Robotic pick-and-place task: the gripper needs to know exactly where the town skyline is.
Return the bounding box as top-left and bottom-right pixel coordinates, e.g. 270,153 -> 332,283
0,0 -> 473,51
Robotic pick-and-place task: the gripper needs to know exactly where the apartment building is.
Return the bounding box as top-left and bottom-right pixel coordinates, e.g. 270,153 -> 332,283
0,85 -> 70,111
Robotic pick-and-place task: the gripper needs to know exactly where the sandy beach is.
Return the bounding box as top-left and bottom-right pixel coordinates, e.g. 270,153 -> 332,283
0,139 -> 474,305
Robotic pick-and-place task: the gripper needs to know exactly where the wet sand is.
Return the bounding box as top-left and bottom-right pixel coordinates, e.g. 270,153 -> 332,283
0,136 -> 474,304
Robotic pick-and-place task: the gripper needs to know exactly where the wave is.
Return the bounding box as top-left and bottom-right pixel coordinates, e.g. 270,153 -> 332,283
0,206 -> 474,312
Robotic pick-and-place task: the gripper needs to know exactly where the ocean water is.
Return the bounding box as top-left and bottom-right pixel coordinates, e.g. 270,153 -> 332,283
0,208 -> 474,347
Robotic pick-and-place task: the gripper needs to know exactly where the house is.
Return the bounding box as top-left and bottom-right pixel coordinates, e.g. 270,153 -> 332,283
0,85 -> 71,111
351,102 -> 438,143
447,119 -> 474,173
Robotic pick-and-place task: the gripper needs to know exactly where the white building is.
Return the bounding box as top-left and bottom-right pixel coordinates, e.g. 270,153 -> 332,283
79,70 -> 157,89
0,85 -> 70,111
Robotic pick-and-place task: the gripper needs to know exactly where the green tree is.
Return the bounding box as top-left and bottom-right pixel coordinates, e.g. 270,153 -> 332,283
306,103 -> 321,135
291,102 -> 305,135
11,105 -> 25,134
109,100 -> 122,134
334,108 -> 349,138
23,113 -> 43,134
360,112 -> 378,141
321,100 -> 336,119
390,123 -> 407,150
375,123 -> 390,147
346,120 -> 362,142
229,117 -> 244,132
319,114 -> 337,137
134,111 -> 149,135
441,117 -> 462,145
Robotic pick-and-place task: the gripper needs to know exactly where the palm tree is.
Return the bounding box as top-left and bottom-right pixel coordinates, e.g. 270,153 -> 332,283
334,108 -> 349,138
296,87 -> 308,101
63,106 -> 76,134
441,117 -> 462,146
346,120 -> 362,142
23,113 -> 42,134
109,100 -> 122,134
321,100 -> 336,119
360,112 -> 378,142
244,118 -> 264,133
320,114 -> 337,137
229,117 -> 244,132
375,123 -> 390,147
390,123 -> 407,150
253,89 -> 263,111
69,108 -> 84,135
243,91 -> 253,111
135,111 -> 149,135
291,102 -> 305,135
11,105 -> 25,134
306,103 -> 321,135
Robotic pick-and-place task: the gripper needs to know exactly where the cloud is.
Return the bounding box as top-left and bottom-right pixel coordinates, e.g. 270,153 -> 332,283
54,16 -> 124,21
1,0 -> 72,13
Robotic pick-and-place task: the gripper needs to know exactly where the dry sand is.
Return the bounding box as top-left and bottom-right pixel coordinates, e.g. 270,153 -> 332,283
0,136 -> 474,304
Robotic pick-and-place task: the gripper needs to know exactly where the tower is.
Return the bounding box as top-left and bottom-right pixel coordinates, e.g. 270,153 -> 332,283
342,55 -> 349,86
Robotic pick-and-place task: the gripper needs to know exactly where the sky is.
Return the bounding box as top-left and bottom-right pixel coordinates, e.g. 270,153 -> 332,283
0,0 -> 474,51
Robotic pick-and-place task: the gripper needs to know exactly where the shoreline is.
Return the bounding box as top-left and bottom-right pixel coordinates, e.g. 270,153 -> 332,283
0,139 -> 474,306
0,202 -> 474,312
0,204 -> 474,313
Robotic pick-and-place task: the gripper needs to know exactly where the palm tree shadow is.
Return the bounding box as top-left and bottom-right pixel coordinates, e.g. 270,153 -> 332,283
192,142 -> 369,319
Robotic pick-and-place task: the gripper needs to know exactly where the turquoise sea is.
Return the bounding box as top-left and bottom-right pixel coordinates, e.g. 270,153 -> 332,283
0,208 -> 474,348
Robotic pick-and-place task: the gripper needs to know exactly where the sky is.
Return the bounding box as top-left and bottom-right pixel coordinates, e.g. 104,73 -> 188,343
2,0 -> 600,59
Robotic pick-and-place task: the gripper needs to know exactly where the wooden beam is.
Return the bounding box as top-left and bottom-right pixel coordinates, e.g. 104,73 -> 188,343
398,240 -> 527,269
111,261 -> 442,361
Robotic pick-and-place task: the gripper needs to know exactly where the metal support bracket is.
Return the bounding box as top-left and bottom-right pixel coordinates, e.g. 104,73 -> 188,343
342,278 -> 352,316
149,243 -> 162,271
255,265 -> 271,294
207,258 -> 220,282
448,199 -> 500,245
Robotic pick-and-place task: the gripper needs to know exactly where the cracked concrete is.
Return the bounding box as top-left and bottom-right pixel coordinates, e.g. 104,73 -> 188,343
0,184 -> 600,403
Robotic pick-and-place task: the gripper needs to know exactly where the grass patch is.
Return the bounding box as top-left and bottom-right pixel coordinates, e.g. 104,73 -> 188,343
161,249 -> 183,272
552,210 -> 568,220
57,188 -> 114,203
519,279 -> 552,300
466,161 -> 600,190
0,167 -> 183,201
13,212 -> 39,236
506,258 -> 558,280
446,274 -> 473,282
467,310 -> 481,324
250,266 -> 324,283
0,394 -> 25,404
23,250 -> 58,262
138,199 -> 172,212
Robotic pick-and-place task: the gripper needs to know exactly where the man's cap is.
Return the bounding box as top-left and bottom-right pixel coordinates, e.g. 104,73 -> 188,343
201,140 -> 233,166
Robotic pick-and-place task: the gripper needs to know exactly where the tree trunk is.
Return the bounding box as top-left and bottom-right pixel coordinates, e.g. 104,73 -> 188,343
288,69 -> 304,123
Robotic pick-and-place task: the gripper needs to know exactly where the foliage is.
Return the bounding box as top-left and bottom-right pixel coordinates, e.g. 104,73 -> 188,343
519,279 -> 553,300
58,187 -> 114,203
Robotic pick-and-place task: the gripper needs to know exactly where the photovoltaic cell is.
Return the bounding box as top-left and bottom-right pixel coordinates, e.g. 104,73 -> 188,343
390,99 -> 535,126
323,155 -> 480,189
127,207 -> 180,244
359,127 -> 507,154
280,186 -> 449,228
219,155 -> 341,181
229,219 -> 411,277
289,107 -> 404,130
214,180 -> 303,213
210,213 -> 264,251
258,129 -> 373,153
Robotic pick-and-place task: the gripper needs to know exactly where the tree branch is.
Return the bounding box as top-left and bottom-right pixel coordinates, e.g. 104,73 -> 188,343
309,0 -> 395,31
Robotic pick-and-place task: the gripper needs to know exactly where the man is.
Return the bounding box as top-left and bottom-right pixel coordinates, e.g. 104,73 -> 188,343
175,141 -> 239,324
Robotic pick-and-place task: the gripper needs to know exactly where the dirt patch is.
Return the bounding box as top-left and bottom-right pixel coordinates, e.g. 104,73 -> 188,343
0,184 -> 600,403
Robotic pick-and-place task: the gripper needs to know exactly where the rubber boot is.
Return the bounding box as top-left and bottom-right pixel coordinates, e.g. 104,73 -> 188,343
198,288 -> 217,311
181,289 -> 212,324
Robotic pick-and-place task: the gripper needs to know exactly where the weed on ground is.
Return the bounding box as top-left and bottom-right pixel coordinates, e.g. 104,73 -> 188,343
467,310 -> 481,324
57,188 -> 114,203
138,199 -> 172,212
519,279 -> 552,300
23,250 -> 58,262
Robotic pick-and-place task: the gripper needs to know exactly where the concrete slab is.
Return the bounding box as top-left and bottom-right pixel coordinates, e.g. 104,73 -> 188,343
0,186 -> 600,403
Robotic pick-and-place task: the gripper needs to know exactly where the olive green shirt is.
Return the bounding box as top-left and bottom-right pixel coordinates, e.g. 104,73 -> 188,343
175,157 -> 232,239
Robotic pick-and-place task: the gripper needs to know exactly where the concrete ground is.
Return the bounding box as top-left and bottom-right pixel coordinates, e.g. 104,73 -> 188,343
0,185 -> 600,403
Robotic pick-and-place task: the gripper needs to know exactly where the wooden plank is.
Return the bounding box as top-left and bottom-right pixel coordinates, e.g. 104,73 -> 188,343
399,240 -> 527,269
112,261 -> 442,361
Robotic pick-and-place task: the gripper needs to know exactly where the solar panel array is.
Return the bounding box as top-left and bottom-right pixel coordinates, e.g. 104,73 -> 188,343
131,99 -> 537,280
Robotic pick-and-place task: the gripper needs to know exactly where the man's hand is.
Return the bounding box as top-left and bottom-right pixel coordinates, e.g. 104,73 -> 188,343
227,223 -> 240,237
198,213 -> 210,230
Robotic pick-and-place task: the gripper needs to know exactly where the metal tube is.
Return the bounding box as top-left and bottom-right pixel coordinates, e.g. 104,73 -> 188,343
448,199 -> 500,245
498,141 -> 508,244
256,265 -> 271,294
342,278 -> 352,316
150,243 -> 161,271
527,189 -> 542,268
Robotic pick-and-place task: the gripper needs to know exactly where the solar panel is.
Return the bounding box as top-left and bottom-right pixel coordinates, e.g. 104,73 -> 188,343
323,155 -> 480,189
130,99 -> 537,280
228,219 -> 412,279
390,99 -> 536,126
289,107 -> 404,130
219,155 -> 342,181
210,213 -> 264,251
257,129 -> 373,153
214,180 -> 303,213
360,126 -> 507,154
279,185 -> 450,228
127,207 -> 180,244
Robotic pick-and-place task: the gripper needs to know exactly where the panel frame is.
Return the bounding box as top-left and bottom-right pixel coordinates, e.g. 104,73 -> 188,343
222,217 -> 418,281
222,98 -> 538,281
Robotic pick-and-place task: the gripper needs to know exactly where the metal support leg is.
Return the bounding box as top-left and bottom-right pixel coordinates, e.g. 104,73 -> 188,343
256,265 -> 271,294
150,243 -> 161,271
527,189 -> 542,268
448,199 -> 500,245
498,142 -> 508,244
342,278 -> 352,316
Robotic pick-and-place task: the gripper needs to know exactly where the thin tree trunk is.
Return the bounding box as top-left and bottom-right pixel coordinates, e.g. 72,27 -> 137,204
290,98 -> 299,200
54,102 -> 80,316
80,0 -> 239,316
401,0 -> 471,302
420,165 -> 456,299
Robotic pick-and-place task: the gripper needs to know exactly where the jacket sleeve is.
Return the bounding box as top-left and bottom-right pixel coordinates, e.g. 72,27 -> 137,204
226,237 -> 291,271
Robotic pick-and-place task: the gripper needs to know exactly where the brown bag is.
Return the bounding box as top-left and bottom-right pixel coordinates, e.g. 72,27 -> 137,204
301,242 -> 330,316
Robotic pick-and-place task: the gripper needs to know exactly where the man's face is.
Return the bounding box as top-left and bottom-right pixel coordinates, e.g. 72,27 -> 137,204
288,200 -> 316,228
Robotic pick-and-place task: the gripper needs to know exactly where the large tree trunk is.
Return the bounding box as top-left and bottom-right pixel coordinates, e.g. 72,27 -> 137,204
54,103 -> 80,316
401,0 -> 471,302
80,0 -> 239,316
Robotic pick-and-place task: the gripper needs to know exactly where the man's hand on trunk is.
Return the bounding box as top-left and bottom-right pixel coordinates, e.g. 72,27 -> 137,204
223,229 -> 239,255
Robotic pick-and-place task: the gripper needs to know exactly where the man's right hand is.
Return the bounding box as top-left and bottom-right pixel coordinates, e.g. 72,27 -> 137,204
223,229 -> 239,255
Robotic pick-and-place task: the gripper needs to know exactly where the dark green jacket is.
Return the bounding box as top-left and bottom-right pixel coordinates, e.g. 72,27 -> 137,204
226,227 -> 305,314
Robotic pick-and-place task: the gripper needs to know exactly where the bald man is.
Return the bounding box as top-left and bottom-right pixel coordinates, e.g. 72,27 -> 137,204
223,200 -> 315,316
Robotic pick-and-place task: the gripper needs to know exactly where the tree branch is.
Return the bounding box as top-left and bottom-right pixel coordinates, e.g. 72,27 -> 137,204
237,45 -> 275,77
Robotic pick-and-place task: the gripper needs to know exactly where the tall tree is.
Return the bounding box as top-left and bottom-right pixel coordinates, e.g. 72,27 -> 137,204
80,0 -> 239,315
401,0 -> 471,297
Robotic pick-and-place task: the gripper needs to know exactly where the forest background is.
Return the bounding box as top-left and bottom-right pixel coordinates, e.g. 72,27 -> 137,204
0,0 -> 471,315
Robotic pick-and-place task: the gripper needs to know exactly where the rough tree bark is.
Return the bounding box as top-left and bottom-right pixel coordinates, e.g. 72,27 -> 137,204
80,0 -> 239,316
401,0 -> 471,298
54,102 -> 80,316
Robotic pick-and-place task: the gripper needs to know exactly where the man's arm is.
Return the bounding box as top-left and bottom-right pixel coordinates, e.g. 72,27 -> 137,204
☆ ☆ ☆ ☆
*Description of the task*.
Reproduce every line from the start of the records through the line containing "0,139 -> 474,305", both ends included and the requests kept, multiplying each bounding-box coordinate in the answers by 0.4 and rounding to whole numbers with halves rounded up. Leave the requests and their format samples unchanged.

*Correct response*.
Robotic pick-and-place task: the gripper needs to know exactly where the town skyline is.
Return the bounding box as top-left and bottom-right pixel coordinates, e.g. 270,153 -> 332,283
0,0 -> 189,20
Robotic pick-and-place task: the gripper needs to know exactly where the apartment building is.
Return the bounding box as top-left and bottom-right pixel coordinates, e.g. 270,153 -> 332,283
0,34 -> 28,44
Robotic pick-and-place task: the gripper needs to know exactly where the sandy beach is.
Return the bounding box as top-left and bottom-right pixel coordinates, e.g. 270,153 -> 332,283
0,56 -> 190,122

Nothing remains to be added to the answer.